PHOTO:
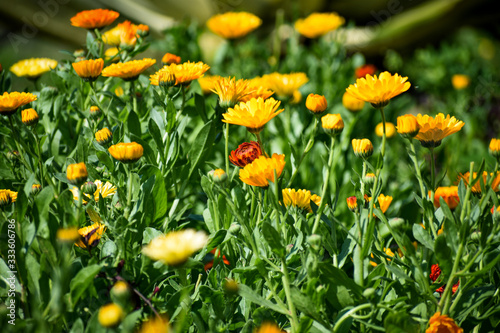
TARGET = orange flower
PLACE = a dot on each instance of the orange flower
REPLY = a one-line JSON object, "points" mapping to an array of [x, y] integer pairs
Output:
{"points": [[94, 19]]}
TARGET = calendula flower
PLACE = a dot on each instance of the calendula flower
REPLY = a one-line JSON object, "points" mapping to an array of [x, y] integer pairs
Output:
{"points": [[89, 70], [29, 117], [300, 199], [318, 24], [449, 195], [408, 126], [317, 104], [442, 324], [245, 154], [33, 68], [94, 19], [261, 171], [10, 102], [233, 25], [129, 70], [351, 103], [390, 129], [231, 91], [77, 173], [362, 147], [253, 114], [460, 81], [176, 247], [433, 130], [379, 90]]}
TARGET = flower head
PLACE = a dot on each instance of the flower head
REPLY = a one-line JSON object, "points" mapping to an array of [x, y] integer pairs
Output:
{"points": [[261, 171], [318, 24], [33, 68], [232, 25], [94, 19], [129, 70], [89, 70], [253, 114], [433, 130], [245, 154], [126, 152], [379, 90], [10, 102], [176, 247]]}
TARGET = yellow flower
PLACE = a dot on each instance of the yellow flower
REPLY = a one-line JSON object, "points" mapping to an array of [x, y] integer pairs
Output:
{"points": [[126, 152], [110, 315], [253, 114], [129, 70], [33, 68], [316, 103], [390, 129], [433, 130], [261, 171], [442, 324], [232, 25], [460, 81], [29, 117], [231, 91], [318, 24], [332, 124], [77, 173], [10, 102], [300, 199], [176, 247], [94, 19], [378, 91], [408, 126], [362, 147], [351, 103]]}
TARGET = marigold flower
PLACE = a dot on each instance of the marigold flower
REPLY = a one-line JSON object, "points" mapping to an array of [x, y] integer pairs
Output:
{"points": [[408, 126], [332, 124], [33, 68], [29, 117], [129, 70], [94, 19], [10, 102], [253, 114], [261, 171], [316, 103], [362, 147], [351, 103], [126, 152], [460, 81], [232, 25], [89, 70], [449, 195], [176, 247], [318, 24], [442, 324], [77, 173], [245, 154], [300, 199], [104, 136], [379, 91], [433, 130]]}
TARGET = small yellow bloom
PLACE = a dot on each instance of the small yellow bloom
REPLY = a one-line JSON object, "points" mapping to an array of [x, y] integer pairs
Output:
{"points": [[433, 130], [253, 114], [379, 90], [126, 152], [261, 171], [232, 25], [33, 68], [176, 247], [318, 24]]}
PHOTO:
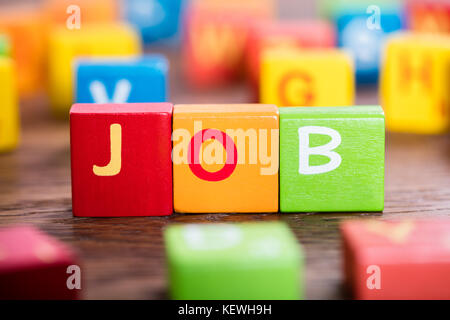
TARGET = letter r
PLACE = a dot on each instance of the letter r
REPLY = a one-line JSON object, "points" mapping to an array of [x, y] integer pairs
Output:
{"points": [[325, 150]]}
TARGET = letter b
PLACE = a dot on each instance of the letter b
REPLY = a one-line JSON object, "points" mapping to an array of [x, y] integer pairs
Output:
{"points": [[325, 150]]}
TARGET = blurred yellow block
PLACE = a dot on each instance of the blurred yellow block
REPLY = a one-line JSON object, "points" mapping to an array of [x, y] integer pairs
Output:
{"points": [[292, 77], [9, 111], [415, 83], [91, 40], [25, 28]]}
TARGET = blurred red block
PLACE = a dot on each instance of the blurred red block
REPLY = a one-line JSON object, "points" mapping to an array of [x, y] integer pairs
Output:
{"points": [[121, 159], [215, 39], [25, 27], [397, 260], [34, 265], [428, 15], [277, 34]]}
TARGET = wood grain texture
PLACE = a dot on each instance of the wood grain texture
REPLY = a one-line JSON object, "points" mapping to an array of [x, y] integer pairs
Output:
{"points": [[124, 257]]}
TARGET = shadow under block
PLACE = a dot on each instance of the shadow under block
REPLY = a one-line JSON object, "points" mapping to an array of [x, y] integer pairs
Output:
{"points": [[121, 159], [225, 158], [292, 77], [284, 34], [247, 261], [122, 80], [332, 159], [415, 83], [104, 40], [215, 37], [397, 260], [34, 265], [9, 107]]}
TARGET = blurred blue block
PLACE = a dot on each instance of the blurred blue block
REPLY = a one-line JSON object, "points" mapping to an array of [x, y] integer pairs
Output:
{"points": [[122, 80], [155, 19], [364, 41]]}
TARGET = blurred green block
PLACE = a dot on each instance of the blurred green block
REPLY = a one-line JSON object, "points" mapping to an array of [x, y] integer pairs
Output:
{"points": [[332, 159], [5, 48], [246, 261]]}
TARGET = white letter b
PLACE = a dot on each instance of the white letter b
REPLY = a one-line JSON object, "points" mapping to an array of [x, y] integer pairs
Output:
{"points": [[326, 150]]}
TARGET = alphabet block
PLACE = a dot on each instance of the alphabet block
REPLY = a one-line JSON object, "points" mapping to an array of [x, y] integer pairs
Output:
{"points": [[34, 265], [25, 29], [216, 33], [121, 159], [155, 19], [234, 261], [9, 107], [89, 41], [295, 34], [225, 158], [122, 80], [428, 15], [307, 78], [391, 260], [415, 82], [332, 159]]}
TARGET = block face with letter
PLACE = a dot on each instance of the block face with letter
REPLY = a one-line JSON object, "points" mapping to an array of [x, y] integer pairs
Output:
{"points": [[111, 40], [225, 158], [35, 266], [415, 82], [234, 261], [397, 260], [9, 106], [332, 159], [292, 77], [121, 159], [122, 80]]}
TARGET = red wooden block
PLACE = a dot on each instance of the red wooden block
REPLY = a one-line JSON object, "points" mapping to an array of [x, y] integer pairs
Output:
{"points": [[276, 34], [121, 159], [215, 38], [428, 15], [397, 260], [34, 265]]}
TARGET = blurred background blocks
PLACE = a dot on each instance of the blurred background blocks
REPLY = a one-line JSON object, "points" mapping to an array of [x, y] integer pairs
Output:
{"points": [[397, 260], [105, 40], [232, 163], [9, 107], [122, 80], [121, 159], [293, 77], [245, 261], [415, 82], [332, 159], [34, 265]]}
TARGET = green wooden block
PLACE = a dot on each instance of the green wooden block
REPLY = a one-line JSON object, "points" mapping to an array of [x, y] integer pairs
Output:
{"points": [[332, 159], [244, 261], [4, 45]]}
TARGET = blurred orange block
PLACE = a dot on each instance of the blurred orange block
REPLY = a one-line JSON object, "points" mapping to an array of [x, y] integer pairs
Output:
{"points": [[315, 77], [91, 40], [9, 108], [415, 82], [429, 15], [284, 34], [225, 158], [215, 39], [91, 11], [24, 26]]}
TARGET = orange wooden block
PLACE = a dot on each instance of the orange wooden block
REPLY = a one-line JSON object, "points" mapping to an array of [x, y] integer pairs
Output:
{"points": [[215, 39], [225, 158], [98, 11], [25, 29]]}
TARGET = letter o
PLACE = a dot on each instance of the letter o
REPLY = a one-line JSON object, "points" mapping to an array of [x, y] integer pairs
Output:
{"points": [[197, 169]]}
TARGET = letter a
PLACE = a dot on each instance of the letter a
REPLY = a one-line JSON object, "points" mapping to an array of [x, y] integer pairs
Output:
{"points": [[326, 150], [115, 164]]}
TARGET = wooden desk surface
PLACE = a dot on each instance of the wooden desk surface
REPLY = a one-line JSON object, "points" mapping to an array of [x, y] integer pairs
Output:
{"points": [[123, 258]]}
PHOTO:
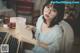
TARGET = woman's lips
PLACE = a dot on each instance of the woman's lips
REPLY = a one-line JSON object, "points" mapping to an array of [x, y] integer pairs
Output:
{"points": [[46, 15]]}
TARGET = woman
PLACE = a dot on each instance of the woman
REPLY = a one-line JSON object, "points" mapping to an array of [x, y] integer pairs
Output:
{"points": [[48, 32]]}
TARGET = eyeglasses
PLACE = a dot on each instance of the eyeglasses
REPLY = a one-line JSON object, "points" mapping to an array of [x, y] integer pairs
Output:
{"points": [[51, 7]]}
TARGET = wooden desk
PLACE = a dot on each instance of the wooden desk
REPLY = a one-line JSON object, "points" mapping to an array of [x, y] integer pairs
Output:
{"points": [[20, 33]]}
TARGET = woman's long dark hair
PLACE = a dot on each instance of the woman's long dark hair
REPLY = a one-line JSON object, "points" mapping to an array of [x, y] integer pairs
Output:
{"points": [[60, 14]]}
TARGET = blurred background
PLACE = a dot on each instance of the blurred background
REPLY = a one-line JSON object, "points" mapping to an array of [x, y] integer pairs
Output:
{"points": [[31, 10]]}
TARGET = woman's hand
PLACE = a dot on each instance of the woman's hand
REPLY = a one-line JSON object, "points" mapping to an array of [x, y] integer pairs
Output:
{"points": [[30, 27]]}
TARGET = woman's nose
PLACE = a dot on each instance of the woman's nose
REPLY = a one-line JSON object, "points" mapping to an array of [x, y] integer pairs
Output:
{"points": [[49, 11]]}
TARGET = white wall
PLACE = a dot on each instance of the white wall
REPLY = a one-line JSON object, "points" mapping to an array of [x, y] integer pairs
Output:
{"points": [[39, 4]]}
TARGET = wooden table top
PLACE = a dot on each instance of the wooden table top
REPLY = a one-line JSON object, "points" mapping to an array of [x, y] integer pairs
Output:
{"points": [[21, 32]]}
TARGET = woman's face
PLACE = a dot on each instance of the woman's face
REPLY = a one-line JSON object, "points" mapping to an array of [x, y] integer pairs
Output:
{"points": [[49, 13]]}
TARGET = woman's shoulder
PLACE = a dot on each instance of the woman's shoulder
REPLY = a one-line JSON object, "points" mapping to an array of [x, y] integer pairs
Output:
{"points": [[57, 28]]}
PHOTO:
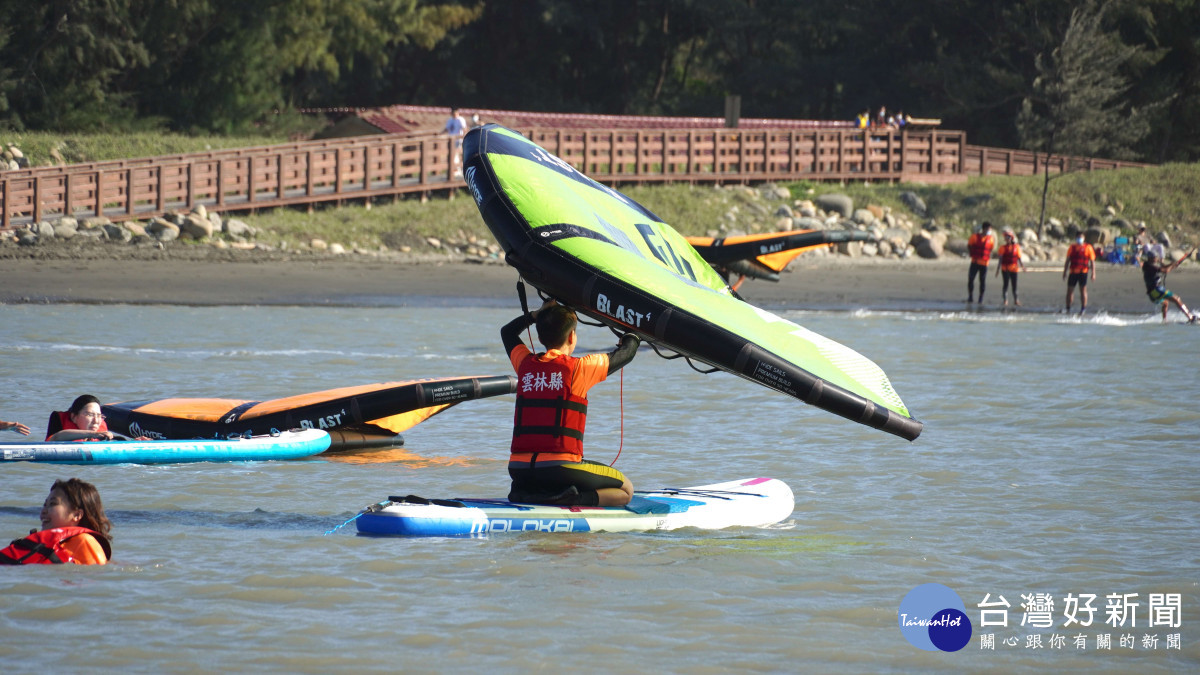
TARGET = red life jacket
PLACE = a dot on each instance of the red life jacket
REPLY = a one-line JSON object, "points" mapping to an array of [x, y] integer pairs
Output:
{"points": [[981, 245], [1080, 256], [549, 418], [46, 547], [60, 420]]}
—————
**What is required:**
Set aside each line above that includes the string "with" and report it.

**Output for this exercise:**
TARGET = block face with letter
PLACE = a dot on each instance of the block face with letter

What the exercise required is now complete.